IntelBrief: Tensions between China and India Have Asia—and the World—on Edge
Bottom Line Up Front
- China and India—two nuclear-armed powers with the largest populations in the world—have recently been engaged in a tense standoff along one of the world’s longest shared land borders.
- While this is not the first time China and India have clashed over territorial demarcation, what is different is the scale and scope of both countries’ information operations in a battle to control the narrative.
- Many Chinese military strategists view the current Sino-Indian standoff as directly related to what Beijing perceives as India’s pro-U.S. posture, rather than ongoing territorial disputes.
- Chinese national media has framed the border skirmish as instigated by U.S. support for India, without which China believes India would be less resolute in pushing back against Chinese encroachment.

RECORD EXCERPTS

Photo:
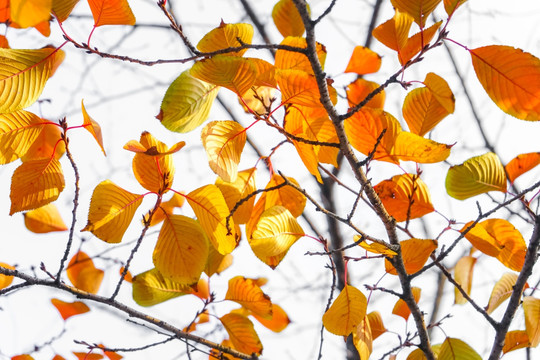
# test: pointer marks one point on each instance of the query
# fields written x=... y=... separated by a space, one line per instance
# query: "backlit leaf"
x=405 y=197
x=242 y=333
x=68 y=310
x=181 y=250
x=521 y=164
x=23 y=74
x=477 y=175
x=151 y=288
x=187 y=103
x=111 y=211
x=401 y=308
x=211 y=209
x=276 y=231
x=510 y=77
x=224 y=142
x=35 y=183
x=287 y=18
x=248 y=294
x=83 y=274
x=44 y=220
x=225 y=36
x=463 y=273
x=111 y=12
x=415 y=253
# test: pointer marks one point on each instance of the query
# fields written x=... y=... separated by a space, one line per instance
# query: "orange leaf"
x=68 y=310
x=242 y=333
x=415 y=253
x=401 y=308
x=521 y=164
x=405 y=197
x=83 y=274
x=44 y=220
x=35 y=183
x=511 y=78
x=111 y=12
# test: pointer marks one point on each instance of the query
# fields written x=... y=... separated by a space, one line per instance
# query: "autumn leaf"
x=477 y=175
x=346 y=312
x=181 y=250
x=510 y=77
x=111 y=211
x=224 y=142
x=68 y=310
x=35 y=183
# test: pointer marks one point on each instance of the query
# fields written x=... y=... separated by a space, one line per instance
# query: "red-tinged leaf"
x=68 y=310
x=226 y=36
x=211 y=209
x=405 y=197
x=515 y=339
x=359 y=89
x=287 y=18
x=35 y=183
x=224 y=142
x=511 y=78
x=346 y=312
x=111 y=12
x=83 y=274
x=92 y=127
x=415 y=253
x=455 y=349
x=5 y=280
x=242 y=333
x=248 y=294
x=44 y=220
x=111 y=211
x=463 y=273
x=521 y=164
x=475 y=176
x=364 y=128
x=23 y=74
x=401 y=308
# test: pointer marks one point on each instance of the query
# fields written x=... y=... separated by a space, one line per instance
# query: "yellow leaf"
x=224 y=142
x=415 y=253
x=463 y=273
x=68 y=310
x=287 y=18
x=151 y=288
x=92 y=127
x=455 y=349
x=402 y=309
x=521 y=164
x=111 y=12
x=226 y=36
x=405 y=197
x=235 y=191
x=423 y=107
x=18 y=131
x=35 y=183
x=44 y=220
x=83 y=274
x=211 y=210
x=248 y=294
x=477 y=175
x=346 y=312
x=181 y=250
x=516 y=339
x=111 y=211
x=242 y=333
x=276 y=231
x=23 y=74
x=511 y=78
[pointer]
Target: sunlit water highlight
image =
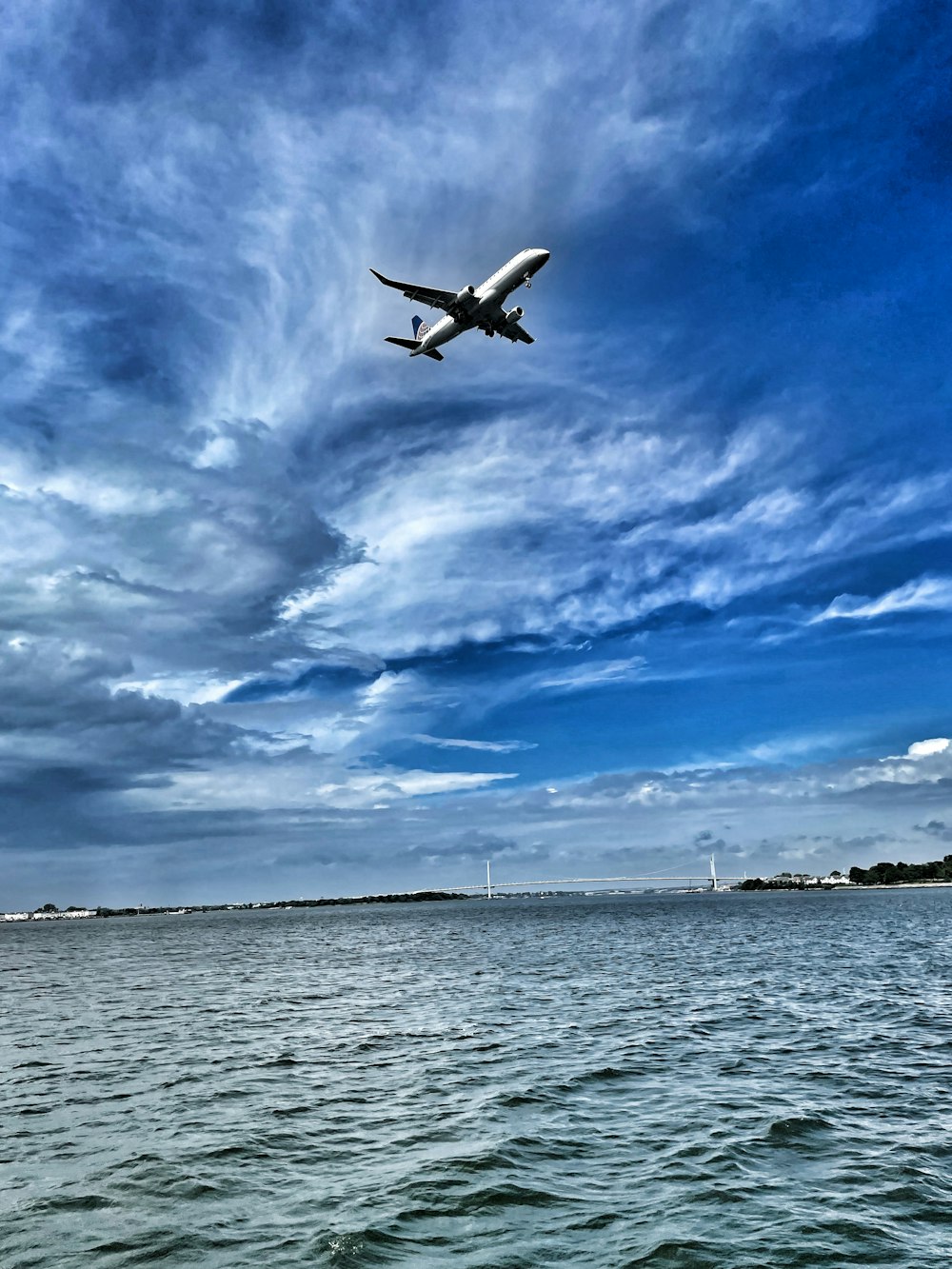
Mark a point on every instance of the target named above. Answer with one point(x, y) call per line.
point(664, 1081)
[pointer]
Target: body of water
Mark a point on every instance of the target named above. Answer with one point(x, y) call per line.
point(711, 1081)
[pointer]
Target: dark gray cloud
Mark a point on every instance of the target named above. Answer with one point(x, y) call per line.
point(273, 598)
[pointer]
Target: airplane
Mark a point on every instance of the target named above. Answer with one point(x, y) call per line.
point(471, 307)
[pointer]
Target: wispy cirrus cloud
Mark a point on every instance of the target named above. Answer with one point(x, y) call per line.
point(490, 746)
point(923, 594)
point(277, 568)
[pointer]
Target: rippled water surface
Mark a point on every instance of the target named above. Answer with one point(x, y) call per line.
point(707, 1081)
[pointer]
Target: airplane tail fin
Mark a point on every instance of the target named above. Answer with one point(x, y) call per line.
point(421, 331)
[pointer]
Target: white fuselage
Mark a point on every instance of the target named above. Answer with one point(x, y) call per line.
point(486, 297)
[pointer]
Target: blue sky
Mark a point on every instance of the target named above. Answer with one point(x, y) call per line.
point(289, 613)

TASK STATEMENT
Answer these questions about the brief on China–India tensions, one per line:
(a) What two traits does it give China and India in its opening point?
(b) What does it say is different about this clash compared with earlier ones?
(c) According to Chinese national media, what instigated the border skirmish?

TASK RESULT
(a) They are nuclear-armed powers with the largest populations in the world.
(b) The scale and scope of both countries' information operations in a battle to control the narrative.
(c) U.S. support for India.